### What is needed
Only the total should be returned: the number of lines in the data that hold the string "arena".

- - - -

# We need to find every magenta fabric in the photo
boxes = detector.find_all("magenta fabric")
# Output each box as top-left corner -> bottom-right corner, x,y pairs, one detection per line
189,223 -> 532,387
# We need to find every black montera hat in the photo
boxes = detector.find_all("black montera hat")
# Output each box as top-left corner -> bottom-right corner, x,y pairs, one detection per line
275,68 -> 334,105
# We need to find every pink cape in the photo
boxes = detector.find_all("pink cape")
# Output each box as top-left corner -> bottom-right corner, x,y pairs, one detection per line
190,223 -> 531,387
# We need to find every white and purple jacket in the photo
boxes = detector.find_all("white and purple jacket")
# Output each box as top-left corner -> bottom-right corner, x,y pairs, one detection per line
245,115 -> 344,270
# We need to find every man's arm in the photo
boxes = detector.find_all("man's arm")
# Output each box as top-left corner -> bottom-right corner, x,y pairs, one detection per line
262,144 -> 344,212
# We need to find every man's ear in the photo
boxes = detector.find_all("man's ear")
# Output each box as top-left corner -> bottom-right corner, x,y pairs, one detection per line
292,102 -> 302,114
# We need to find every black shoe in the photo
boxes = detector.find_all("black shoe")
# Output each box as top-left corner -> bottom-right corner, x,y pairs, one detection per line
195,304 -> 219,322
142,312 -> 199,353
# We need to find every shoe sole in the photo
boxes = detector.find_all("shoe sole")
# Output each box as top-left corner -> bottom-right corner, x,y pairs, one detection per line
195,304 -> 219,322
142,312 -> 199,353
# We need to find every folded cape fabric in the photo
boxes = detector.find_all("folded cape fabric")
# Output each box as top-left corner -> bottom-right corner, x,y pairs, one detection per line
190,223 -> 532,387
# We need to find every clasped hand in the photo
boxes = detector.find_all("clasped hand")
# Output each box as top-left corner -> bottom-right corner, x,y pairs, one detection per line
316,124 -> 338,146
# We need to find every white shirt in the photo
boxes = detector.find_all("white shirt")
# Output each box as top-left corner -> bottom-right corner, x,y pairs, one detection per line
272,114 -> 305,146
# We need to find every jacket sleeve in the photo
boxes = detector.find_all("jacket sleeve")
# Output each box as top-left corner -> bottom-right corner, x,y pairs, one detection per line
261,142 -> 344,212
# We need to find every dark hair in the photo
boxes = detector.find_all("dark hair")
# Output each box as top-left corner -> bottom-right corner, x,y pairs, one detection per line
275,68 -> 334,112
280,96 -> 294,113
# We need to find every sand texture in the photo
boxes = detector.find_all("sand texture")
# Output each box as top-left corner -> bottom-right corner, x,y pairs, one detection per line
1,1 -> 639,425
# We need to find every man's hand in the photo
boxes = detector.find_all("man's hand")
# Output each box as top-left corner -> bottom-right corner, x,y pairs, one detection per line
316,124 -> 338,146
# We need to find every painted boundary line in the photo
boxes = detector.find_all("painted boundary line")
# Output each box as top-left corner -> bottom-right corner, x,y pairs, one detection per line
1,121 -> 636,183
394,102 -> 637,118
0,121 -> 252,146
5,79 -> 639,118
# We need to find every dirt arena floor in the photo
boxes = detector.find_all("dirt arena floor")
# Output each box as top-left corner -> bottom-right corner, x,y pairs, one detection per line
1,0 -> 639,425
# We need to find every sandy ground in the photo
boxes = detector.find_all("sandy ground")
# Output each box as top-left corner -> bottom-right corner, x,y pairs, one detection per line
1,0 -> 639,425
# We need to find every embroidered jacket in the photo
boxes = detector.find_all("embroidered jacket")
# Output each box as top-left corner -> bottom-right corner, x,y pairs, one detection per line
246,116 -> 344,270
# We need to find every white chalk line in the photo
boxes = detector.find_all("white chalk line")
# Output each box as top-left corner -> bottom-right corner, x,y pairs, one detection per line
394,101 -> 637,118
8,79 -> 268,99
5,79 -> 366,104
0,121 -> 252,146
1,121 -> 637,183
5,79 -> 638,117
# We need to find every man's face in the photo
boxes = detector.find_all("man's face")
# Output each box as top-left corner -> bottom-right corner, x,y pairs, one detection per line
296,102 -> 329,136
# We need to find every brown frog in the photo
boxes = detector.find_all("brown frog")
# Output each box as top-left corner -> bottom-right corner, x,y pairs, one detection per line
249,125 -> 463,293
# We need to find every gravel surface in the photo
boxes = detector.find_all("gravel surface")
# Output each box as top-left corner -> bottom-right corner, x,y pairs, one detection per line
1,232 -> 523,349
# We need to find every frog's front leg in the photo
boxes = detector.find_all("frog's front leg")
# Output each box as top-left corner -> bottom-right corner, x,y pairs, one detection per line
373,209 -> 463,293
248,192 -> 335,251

- - - -

### Response
2